## Try it
Provide a character-exact reproduction of the lines from the line with "Mark a point on each instance of the bride's hand" to the end of the entries.

## Dataset excerpts
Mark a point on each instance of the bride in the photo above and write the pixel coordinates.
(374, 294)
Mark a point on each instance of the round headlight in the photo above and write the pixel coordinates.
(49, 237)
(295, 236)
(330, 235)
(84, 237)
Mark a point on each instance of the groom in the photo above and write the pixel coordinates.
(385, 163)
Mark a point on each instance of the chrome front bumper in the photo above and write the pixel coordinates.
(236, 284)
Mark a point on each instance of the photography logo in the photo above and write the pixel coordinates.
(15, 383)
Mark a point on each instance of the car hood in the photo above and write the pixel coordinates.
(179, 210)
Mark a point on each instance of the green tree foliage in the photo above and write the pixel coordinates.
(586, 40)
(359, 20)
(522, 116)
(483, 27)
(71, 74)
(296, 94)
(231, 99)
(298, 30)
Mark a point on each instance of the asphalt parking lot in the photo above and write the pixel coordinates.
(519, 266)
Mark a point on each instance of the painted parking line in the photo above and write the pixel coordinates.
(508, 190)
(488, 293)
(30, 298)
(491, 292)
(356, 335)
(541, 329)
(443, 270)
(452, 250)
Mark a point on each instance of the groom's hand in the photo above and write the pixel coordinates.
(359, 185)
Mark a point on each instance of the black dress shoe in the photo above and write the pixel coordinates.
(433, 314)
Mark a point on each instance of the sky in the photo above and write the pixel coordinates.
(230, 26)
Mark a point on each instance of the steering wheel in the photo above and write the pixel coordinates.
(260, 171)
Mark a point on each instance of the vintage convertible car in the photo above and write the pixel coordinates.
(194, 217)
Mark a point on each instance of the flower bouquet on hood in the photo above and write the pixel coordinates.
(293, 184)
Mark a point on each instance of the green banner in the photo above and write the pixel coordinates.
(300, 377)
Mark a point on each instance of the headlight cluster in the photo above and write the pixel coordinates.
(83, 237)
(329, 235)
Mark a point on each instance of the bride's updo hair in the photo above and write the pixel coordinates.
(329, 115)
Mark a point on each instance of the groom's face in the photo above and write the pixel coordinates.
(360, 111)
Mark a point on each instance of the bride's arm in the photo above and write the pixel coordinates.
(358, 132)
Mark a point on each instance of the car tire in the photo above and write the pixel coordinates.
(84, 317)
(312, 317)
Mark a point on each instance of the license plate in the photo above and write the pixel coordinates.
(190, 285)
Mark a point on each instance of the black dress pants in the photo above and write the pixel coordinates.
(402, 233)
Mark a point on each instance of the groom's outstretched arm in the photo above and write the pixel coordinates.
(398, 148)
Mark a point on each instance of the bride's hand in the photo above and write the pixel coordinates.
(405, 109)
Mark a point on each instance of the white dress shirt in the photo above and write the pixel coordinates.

## Written response
Mark a point on each instance of the bride's hand in the photo above and write the pixel coordinates.
(405, 109)
Mark a point on each instance of the white dress shirt in the photo above and write the pixel coordinates.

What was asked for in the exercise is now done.